“How can you tell the difference between a person wearing a face mask to protect from coronavirus and a bandit?” my friend asked. “You can’t.” A little mask humor.
On April 3, when Gov. Jared Polis made the request of Coloradans to wear face masks in public, I panicked a bit as I didn’t have one. But moments later, The Gazette’s Lindsey Smith posted a video showing how to make a mask out of a bandana and two ponytail holders in under a minute. I could do that, I thought. Instead, I just used a scarf.
I finally got a “real” cloth mask last week after asking a sewing-talented friend in another state to make one for me and mail it. I couldn’t find any in nearby stores or online.
My first test-drive of the mask was to the grocery store. I’d rather avoid the store altogether but I’d let my cupboards, fridge and TP stocks run low, and delivery was not available for days.
I’d say 80% of the customers were wearing masks, and all but two store employees had them on. I resisted the urge to ask those not masked why they didn’t wear one. None of my business. I gave them space. I shopped with a list and quickly.
It’s not just our governor who recommends donning a non-medical-grade face mask in public. The Centers for Disease Control and Prevention recommends those who are in public settings wear a cloth face covering to prevent transmission of the coronavirus that causes COVID-19, along with social distancing measures.
Soon after the governor’s request, my social media filled with comments about how a cloth face mask can’t stop a virus. That may be true, but wearing one has side effects. For me, the mask keeps me from touching my face (a behavior that can transmit germs). Also, I was more aware of those around me who were wearing masks and were not. I didn’t speak to strangers as much as usual. I was more apt to keep my distance.

▸ **QUESTIONS TO ANSWER**:
1. Return the part of the mask column between "On April 3, when" and "available for days.", inclusive.
2. Put this sentence from the mask column into Spanish: "My first test-drive of the mask was to the grocery store."
The listing has no connection to the mask column.

▸ **MATERIAL SHOWN**:
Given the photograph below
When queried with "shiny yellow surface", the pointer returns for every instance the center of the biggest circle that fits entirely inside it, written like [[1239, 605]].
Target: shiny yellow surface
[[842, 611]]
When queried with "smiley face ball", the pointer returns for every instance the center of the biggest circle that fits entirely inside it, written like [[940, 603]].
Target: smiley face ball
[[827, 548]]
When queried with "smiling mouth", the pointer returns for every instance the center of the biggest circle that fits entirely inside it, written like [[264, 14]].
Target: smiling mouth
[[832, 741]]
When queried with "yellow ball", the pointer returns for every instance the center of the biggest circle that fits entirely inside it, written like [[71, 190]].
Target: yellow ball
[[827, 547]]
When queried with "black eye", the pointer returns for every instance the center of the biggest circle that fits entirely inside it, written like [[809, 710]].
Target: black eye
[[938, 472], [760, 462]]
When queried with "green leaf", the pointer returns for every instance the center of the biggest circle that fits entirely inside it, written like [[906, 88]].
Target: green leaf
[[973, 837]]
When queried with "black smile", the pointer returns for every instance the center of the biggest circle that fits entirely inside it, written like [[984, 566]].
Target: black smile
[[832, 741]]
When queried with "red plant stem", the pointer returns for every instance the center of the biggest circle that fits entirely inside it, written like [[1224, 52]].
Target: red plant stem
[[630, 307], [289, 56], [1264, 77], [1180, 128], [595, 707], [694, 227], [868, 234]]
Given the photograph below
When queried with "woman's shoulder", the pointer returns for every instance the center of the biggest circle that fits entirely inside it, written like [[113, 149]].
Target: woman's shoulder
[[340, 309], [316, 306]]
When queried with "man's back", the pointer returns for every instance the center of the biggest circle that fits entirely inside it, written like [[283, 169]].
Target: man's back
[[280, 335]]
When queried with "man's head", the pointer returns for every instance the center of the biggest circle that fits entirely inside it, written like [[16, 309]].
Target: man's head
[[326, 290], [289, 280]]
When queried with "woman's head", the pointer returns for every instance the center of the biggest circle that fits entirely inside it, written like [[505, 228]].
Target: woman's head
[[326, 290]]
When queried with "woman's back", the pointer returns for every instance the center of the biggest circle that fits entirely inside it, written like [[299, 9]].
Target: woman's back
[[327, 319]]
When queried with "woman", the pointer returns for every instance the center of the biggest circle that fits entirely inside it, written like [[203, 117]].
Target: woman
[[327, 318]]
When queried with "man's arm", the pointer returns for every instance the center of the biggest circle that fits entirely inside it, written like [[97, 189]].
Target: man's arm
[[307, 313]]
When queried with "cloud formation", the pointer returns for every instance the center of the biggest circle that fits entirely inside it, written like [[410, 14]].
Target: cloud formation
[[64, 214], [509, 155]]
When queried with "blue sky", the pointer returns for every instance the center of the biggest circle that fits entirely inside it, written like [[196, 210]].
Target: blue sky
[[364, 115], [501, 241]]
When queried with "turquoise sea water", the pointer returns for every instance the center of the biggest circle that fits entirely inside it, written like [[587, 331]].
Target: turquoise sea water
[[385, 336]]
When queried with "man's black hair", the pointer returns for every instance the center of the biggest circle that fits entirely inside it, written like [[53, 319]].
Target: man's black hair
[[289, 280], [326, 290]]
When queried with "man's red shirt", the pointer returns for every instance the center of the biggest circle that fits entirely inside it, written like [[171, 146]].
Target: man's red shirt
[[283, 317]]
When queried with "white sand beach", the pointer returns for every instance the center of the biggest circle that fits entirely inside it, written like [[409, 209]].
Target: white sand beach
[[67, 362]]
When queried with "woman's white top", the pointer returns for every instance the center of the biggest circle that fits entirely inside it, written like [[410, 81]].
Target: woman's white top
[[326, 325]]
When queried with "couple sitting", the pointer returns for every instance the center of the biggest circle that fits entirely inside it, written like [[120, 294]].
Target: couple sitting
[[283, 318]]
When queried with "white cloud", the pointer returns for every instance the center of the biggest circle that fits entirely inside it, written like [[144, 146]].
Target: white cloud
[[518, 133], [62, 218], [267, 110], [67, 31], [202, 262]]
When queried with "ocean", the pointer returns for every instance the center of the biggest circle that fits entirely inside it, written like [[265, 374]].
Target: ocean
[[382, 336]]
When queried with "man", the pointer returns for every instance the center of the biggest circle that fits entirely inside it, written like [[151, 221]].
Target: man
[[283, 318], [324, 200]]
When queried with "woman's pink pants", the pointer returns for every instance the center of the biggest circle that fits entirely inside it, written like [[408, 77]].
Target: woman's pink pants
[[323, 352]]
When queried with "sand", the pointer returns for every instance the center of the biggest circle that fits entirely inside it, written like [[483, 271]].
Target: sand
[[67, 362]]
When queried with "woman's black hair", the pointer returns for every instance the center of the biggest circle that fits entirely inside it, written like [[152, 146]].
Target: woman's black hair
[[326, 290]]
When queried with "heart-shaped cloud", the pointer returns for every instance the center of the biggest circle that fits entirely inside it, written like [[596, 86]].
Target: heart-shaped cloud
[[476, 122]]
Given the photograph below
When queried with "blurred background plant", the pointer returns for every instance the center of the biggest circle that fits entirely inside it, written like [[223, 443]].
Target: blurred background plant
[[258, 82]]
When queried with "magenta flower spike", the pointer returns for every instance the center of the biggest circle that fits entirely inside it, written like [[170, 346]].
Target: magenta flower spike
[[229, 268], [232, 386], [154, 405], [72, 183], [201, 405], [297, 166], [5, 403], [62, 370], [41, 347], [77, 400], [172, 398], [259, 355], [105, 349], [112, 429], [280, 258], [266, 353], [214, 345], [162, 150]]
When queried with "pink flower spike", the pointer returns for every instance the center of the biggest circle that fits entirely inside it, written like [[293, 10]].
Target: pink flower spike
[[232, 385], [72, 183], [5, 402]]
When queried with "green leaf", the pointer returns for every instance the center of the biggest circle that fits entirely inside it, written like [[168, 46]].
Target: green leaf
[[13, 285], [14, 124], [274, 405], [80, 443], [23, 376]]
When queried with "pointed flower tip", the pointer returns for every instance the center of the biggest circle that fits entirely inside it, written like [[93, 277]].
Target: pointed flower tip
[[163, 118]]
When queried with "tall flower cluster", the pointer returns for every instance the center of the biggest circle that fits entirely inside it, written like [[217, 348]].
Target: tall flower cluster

▸ **TASK ANSWERS**:
1.
On April 3, when Gov. Jared Polis made the request of Coloradans to wear face masks in public, I panicked a bit as I didn’t have one. But moments later, The Gazette’s Lindsey Smith posted a video showing how to make a mask out of a bandana and two ponytail holders in under a minute. I could do that, I thought. Instead, I just used a scarf.
I finally got a “real” cloth mask last week after asking a sewing-talented friend in another state to make one for me and mail it. I couldn’t find any in nearby stores or online.
My first test-drive of the mask was to the grocery store. I’d rather avoid the store altogether but I’d let my cupboards, fridge and TP stocks run low, and delivery was not available for days.

2. La primera vez que probé la mascarilla fue para ir al supermercado.